Stored entries:
* * *

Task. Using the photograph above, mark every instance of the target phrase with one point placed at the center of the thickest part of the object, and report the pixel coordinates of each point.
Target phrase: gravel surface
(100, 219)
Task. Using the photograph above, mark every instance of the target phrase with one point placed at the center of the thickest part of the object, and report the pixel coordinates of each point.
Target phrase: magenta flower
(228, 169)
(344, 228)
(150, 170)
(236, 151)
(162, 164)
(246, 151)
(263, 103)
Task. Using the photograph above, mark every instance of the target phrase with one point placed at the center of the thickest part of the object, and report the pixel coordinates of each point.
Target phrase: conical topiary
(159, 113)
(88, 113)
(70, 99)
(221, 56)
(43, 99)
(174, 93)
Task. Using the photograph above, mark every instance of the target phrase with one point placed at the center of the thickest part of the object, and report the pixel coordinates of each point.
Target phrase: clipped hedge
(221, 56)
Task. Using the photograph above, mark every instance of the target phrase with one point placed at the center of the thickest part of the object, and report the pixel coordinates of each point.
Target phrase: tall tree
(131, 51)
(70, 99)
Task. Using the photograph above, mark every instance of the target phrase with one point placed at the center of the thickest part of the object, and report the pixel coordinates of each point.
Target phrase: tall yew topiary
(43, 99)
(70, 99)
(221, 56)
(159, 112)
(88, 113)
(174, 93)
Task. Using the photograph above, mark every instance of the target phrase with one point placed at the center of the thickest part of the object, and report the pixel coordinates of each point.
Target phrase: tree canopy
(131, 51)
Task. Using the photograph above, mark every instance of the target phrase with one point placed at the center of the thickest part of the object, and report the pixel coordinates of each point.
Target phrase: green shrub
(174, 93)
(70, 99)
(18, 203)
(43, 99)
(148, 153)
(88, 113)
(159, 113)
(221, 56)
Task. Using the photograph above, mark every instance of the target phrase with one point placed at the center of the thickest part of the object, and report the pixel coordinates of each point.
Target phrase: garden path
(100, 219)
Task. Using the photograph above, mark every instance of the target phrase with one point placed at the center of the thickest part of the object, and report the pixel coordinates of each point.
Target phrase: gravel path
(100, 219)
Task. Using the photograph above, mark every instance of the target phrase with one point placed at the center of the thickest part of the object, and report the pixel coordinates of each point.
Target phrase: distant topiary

* * *

Transcribe the entries above so that nothing in them differs from the original.

Task. Using the photograph above, mark every instance of the target phrase with one point placed at the center of the thickest part of the object, and report the pixel coordinates of each point.
Target phrase: gravel surface
(100, 219)
Task. Using the photograph above, mark every instance of the target phrase with one point placed at the center of the thickest part of the object, and report the pixel coordinates of each point.
Target phrase: magenta flower
(228, 169)
(344, 228)
(150, 170)
(236, 151)
(162, 164)
(246, 151)
(263, 103)
Task. Using the photograph above, mark every instance of the target phrase with one point placed at the center of the thickest part of the object, and report the pixel coordinates of each point.
Target phrase: conical topiary
(159, 113)
(88, 113)
(70, 99)
(221, 56)
(43, 99)
(174, 93)
Task. Using the photograph above, mark every instance of the target phrase with one point placed at the center of the thickest part of the object, and report the pixel coordinates of each point.
Target phrase: clipped hedge
(221, 56)
Task. Using the photograph above, mark every instance of the target phrase with one point placed at the center of the thickest part of the object, and report the pixel coordinates of each point.
Target phrase: tall tree
(131, 51)
(70, 99)
Task. Using the photograph above, mark every instance of the target phrase with one point placed at the center of the thickest part of the object, and report the pixel coordinates of each point.
Target phrase: tall yew topiary
(43, 99)
(70, 99)
(221, 56)
(159, 112)
(88, 113)
(174, 93)
Task. Using the photograph above, mark every instance of the target phrase with one point placed at the center of the thickest part of the object, and report the pixel coordinates of each point.
Target phrase: tree canopy
(131, 51)
Task. Using the photograph above, mark every instance of the target phrase with one point placed at the center of the thickest part of the object, and report the pixel coordinates of each point.
Target phrase: green shrub
(174, 93)
(70, 99)
(18, 203)
(43, 99)
(148, 153)
(88, 113)
(159, 113)
(221, 56)
Task. Using the photograph above, mark every instance of the target phrase with one point placed at the center of the thickest part of the object, and report the pixel coordinates of each point.
Target phrase: garden path
(100, 219)
Task. Using the photograph above, mark every instance of the target phrase with one point placed at the center of the thickest part of the object, and report the pixel coordinates of each point.
Target phrase: gravel path
(100, 219)
Task. Using the photograph above, mark every instance of the target phrase with one point placed at the center of the thickest part of the object, and report the pixel coordinates of each point.
Target phrase: distant topiary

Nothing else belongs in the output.